### MATERIAL FOR THIS TASK
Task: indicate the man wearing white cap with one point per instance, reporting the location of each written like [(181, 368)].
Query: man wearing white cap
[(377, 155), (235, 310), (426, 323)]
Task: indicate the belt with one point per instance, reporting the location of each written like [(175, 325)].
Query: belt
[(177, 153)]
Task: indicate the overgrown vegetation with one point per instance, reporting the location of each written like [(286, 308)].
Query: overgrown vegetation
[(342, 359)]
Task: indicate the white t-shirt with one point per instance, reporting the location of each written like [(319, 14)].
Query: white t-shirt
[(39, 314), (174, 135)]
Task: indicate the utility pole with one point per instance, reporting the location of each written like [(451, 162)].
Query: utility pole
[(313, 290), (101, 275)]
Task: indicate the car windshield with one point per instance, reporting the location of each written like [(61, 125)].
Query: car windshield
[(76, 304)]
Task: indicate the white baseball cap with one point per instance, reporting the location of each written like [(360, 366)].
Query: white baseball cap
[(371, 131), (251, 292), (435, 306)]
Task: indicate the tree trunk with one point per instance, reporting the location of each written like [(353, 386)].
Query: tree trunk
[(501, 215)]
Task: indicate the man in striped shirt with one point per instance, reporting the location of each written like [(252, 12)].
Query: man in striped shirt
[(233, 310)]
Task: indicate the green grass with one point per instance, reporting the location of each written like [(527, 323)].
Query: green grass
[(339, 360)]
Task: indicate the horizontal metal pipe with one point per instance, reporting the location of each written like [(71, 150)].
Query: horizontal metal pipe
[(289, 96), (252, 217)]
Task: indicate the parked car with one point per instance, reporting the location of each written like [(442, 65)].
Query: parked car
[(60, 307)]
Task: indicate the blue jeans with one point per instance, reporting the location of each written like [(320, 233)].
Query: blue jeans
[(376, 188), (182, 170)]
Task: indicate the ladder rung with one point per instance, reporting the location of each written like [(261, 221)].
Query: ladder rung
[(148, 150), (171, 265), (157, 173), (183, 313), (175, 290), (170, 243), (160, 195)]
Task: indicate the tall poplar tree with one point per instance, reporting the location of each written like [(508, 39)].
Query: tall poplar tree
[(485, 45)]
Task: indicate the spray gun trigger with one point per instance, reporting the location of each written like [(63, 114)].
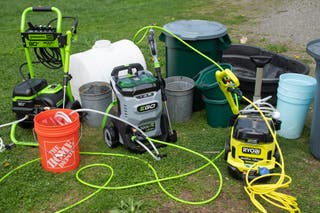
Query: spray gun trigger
[(235, 91)]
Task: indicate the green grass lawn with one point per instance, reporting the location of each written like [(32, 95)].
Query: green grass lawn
[(31, 189)]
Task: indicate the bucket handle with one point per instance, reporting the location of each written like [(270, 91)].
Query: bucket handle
[(61, 115)]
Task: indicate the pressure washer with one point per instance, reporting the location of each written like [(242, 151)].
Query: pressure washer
[(52, 49), (250, 140), (141, 101)]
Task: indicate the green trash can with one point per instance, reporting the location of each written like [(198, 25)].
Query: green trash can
[(208, 37)]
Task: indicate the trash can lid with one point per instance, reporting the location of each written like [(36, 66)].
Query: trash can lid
[(196, 29), (313, 48)]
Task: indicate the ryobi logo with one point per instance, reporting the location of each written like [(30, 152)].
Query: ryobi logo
[(253, 151), (147, 107)]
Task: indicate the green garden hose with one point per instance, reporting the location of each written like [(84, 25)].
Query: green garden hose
[(156, 180)]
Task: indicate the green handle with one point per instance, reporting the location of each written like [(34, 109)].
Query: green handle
[(224, 42), (23, 26)]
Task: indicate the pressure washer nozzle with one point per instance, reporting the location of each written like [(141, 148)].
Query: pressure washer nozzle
[(263, 171)]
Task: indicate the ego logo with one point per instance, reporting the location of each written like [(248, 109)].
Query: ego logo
[(147, 107), (253, 151)]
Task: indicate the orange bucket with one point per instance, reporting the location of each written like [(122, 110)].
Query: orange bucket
[(58, 137)]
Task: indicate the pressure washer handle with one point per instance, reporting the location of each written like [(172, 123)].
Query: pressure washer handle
[(24, 24), (228, 84), (129, 67), (152, 43)]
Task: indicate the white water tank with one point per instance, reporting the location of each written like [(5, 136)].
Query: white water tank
[(97, 63)]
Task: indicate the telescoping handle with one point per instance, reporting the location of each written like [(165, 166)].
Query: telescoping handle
[(129, 67), (228, 84), (24, 25)]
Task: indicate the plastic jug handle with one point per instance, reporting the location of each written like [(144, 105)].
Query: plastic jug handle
[(116, 70)]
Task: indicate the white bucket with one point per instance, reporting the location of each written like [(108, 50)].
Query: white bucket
[(295, 93), (97, 63)]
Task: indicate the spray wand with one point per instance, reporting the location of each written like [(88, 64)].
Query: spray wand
[(153, 50)]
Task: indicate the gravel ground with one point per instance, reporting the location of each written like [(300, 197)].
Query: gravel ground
[(294, 21)]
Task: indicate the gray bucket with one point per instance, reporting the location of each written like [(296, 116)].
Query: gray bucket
[(97, 96), (179, 90)]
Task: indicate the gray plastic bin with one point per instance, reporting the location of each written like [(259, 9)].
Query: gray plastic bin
[(179, 90)]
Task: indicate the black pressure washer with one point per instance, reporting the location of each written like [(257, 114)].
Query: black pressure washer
[(141, 102)]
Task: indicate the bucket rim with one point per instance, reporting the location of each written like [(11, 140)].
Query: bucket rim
[(174, 79), (307, 80)]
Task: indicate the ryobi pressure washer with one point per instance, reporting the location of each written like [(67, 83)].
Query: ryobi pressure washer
[(141, 101), (250, 140), (52, 49)]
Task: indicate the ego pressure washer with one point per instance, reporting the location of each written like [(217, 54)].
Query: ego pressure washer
[(52, 49), (251, 140), (141, 101)]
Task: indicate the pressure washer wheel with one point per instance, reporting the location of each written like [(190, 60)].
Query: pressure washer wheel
[(111, 137)]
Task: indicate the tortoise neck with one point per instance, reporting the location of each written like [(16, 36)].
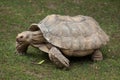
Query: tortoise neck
[(37, 37)]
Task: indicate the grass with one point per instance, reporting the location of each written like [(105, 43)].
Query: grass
[(17, 15)]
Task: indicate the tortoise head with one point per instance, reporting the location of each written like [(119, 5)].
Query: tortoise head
[(24, 37)]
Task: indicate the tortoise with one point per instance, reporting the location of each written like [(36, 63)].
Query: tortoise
[(63, 36)]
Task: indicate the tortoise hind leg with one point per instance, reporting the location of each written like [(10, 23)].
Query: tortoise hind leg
[(58, 58), (97, 55), (21, 48)]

### TASK REQUIREMENTS
Copy all of the data above word for word, leaving out the pictures.

### ANSWER TO THIS TASK
Task: indicate the man wearing white cap with one point per instance, reporting the location of each written like [(181, 368)].
Query: man wearing white cap
[(377, 155), (235, 310), (426, 323)]
Task: indicate the belt with one point per instance, reporting the location of each written like [(175, 325)].
Query: belt
[(177, 153)]
Task: indicate the overgrown vegetation with one point per instance, reporting the location of each written like [(286, 308)].
Query: overgrown vegetation
[(342, 359)]
Task: indicate the white t-shirt with one point per instance, reporting the location of each written like [(319, 14)].
Query: white t-shirt
[(39, 314), (174, 135)]
Task: indicate the utility pole with one point per instance, reporting the location of each written like [(451, 162)].
Query: utility pole
[(313, 290), (101, 275)]
Task: indicate the car windshield with one point per instance, reporting the location of each written like [(61, 125)].
Query: car windshield
[(76, 304)]
Task: indicate the white baseball cap with one point per instance, reporting the location of each written like [(360, 366)].
Query: white baseball cap
[(371, 131), (251, 292), (435, 306)]
Task: indicate the tree trunk with one point per instance, reporting the location of each written like [(353, 386)].
Query: tree trunk
[(501, 215)]
Task: indicate the man in striped shirt with one point per instance, reporting the location of each written like [(252, 12)].
Query: man in striped shirt
[(233, 310)]
Task: indicate the green grass with one point per instance, reporting the location of each written like [(527, 323)].
Query: green grass
[(339, 360)]
Task: indicate the horizontal metal pipe with one point per instance, reporting the location of each written like [(71, 150)].
Query: horizontal metal pipe
[(289, 96), (252, 217)]
Task: indicate the parked car with one point per instance, reporting the location of each written like [(442, 65)].
Query: parked car
[(60, 307)]
Task: indicate the blue jeans with one point per instance, reporting the location of each written like [(320, 233)].
Query: blue jeans
[(376, 188), (182, 170)]
Task: indicate the ladder rung with one point per instance, reporting the location of each written like [(261, 221)].
Query: ladder rung
[(148, 150), (171, 265), (157, 173), (183, 313), (175, 290), (170, 243), (160, 195)]
Task: indicate the tall poplar tree with one point per instance, reporting the location of each written like [(508, 39)].
Query: tall poplar tree
[(485, 45)]
Task: indicate the spray gun trigger with one point per instance, reporting the location of each written like [(63, 114)].
Query: spray gun trigger
[(235, 91)]
Task: indicate the green grass lawn with one point per instance, reporting the location of each written like [(32, 95)].
Query: green grass lawn
[(31, 189)]
Task: indicate the bucket handle with one point per instance, reporting the location of each written like [(270, 91)].
Query: bucket handle
[(61, 115)]
Task: indicate the pressure washer with one point per instance, reporting the location of each written like [(242, 151)].
Query: pressure washer
[(52, 49), (250, 140), (141, 101)]
Task: indicate the green trash can with one point per instance, reporting the location of each written like [(198, 25)].
Query: green trash can
[(208, 37)]
Task: indicate the trash can lid with one point per instance, reporting the location of each written like [(36, 66)].
Query: trash can lid
[(196, 29), (313, 48)]
Task: indicate the ryobi logo with one point per instance, reporting the location of each written like [(30, 152)].
Query: ryobi logo
[(253, 151), (147, 107)]
Task: indicate the green garden hose with one point per instance, reporting the location of each written like [(84, 25)].
Query: green garden hose
[(156, 180)]
Task: indicate the green handle with one point per instance, reporting the location of each written like [(34, 109)].
Query: green handle
[(224, 42), (23, 26)]
Task: indicate the pressure washer nozzle with one point per instance, reporting the location of each written like [(141, 148)].
Query: pressure washer nozzle
[(263, 171)]
Task: indicate the ego logo with one point per instance, reporting the location of each written like [(248, 109)].
Query: ego logo
[(147, 107), (253, 151)]
Task: indicate the orange bucket with one point per instance, reporting the location of each written like [(122, 110)].
Query: orange bucket
[(58, 137)]
Task: indicate the pressure washer handle with one point per instance, reporting the location of each written like [(172, 123)].
Query: pressure washer handle
[(24, 24), (228, 84), (129, 67), (152, 43)]
Task: indicate the white water tank with one point per instance, reporting the location of each written like [(5, 136)].
Query: white water tank
[(97, 63)]
Task: indicate the telescoping handle with one point per instance, reporting the location of each written like [(165, 166)].
Query: telescoping handle
[(129, 67), (228, 84), (24, 25)]
Task: indicate the plastic jug handle with one point per instance, reporting the location of each written like [(144, 105)].
Query: plastic jug handle
[(116, 70)]
Task: indicate the white bucket with one point per instance, reporting the location of each written like [(108, 50)].
Query: white bucket
[(295, 93), (97, 63)]
Task: indicate the spray wand with one point per instance, reporting the location of each written like [(88, 64)].
Query: spray wand
[(153, 50)]
Task: indicate the gravel ground with one point per instance, reporting the location of each written like [(300, 197)].
Query: gravel ground
[(294, 21)]
Task: indicate the gray bucket with one point per instance, reporting the location of each written like [(296, 116)].
Query: gray bucket
[(97, 96), (179, 90)]
Task: indicate the gray plastic bin with one point per instance, reporting the location of each written like [(259, 9)].
Query: gray plastic bin
[(179, 90)]
Task: indicate the black pressure washer with one point per instance, reporting the location of each written like [(257, 114)].
Query: black pressure washer
[(141, 102)]
Task: indicate the bucket rim with one point per instance, reporting the location of each written like [(11, 140)].
Query: bucket rim
[(174, 79), (307, 80)]
Task: indicate the ryobi pressure washer with one point per instance, reporting the location of each written like [(67, 83)].
Query: ryobi pressure washer
[(141, 101), (250, 140), (52, 49)]
Task: indicate the ego pressure washer with one point per instance, reporting the location of each written like [(217, 54)].
Query: ego pressure washer
[(52, 49), (251, 140), (141, 101)]
Task: indicate the pressure washer wheel with one point per instance, reporting the location of each written like [(190, 60)].
Query: pressure washer wheel
[(111, 137)]
Task: indicate the tortoise neck with one point per instance, reporting the location of each written like [(16, 36)].
Query: tortoise neck
[(37, 37)]
Task: indicate the grass with one point per instance, reporting the location of each written like [(105, 43)].
Query: grass
[(17, 15)]
Task: indicate the tortoise head with one point per instance, reporting the location of each written like [(119, 5)].
Query: tortoise head
[(24, 37)]
Task: indicate the tortoise with one point per instance, reporting the location of each written like [(36, 63)].
Query: tortoise
[(63, 36)]
Task: indicate the tortoise hind leg with one point per instance, reporting the location of each written like [(10, 23)].
Query: tortoise hind leg
[(58, 58), (97, 55), (21, 48)]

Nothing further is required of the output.